━━━ Data shown
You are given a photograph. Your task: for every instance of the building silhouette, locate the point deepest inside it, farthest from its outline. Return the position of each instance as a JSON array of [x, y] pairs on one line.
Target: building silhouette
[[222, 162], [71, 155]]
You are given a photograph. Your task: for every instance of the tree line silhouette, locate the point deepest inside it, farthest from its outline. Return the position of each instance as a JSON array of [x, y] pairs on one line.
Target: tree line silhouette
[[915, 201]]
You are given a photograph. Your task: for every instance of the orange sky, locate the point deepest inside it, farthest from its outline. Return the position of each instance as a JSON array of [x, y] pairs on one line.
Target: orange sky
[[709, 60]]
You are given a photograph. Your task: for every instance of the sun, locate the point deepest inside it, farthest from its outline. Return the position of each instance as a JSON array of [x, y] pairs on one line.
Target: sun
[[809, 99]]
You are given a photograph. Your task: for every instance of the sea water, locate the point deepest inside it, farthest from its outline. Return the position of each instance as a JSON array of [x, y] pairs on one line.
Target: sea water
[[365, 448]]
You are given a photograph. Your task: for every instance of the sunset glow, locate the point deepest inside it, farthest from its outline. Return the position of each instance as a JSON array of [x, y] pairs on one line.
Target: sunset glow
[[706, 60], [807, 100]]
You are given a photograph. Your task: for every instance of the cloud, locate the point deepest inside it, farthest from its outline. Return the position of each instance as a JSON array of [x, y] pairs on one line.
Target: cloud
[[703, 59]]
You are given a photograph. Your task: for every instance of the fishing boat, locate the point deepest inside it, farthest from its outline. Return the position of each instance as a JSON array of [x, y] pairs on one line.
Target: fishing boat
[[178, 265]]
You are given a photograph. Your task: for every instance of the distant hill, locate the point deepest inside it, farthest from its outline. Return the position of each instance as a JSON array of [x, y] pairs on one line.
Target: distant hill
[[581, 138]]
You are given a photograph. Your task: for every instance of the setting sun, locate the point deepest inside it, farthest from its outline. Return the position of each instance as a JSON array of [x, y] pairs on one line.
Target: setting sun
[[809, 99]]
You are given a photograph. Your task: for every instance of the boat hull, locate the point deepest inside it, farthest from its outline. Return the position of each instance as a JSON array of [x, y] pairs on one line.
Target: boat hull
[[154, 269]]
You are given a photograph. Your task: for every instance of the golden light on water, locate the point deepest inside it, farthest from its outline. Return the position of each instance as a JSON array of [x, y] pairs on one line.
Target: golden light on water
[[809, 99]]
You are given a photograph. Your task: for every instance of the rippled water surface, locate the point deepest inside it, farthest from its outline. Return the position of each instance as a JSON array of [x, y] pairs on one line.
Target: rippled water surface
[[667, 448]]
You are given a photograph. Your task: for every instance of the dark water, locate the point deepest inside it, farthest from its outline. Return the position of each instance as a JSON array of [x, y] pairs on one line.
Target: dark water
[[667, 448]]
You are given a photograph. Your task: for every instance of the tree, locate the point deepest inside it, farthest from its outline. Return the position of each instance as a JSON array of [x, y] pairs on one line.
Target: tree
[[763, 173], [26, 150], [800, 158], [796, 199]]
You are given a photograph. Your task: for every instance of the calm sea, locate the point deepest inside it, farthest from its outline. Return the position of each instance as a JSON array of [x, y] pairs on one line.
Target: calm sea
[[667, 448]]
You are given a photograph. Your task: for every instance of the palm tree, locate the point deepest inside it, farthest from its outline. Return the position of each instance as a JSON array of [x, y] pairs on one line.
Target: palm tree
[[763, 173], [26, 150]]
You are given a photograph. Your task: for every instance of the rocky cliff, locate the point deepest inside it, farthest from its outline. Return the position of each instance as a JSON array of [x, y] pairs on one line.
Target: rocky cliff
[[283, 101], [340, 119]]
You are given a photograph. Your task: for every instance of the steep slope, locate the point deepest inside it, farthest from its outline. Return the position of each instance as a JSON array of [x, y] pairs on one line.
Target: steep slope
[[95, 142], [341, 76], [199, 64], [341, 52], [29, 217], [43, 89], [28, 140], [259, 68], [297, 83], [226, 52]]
━━━━━━
Exercise prompt.
Reproduce the part of the listing that opens with the line containing "the tree line" and closes with the line containing "[[365, 448]]", with both of those lines included.

Expected answer.
You are given a photograph. Your task: for every instance of the tree line silhouette, locate the point deepest inside it, farthest from its outline. Return the position of each instance as a JSON array of [x, y] pairs on one line.
Target: tree line silhouette
[[915, 201]]
You are given a photograph. Your task: for every instance of the orange sky, locate the point deepest inside it, farthest from its outline. Return the position of each instance as a JSON array of [x, y] pairs on one line.
Target: orange sky
[[709, 60]]
You are given a photograph. Your task: for every instance of the sun, locate the point deepest inside it, farthest from its outline. Return the position of each instance as a JSON array of [x, y] pairs on one line.
Target: sun
[[809, 99]]
You are given a photograph. Your task: for every instance of the sea water, locate the point deepest inside it, farthest from its outline. Return the position of each instance as a JSON array of [x, y] pairs on one line.
Target: sea water
[[365, 448]]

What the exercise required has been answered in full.